* _GOAL OF THE EXERCISE_
Edit the rows below so that every "ring" becomes "loop", leaving everything else unchanged.

····················

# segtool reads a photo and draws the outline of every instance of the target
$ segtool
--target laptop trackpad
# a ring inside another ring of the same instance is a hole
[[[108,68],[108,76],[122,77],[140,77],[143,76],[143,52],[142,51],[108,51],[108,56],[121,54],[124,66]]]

····················

* _SOLUTION_
# segtool reads a photo and draws the outline of every instance of the target
$ segtool
--target laptop trackpad
# a loop inside another loop of the same instance is a hole
[[[108,68],[108,76],[122,77],[140,77],[143,76],[143,52],[142,51],[108,51],[108,56],[121,54],[124,66]]]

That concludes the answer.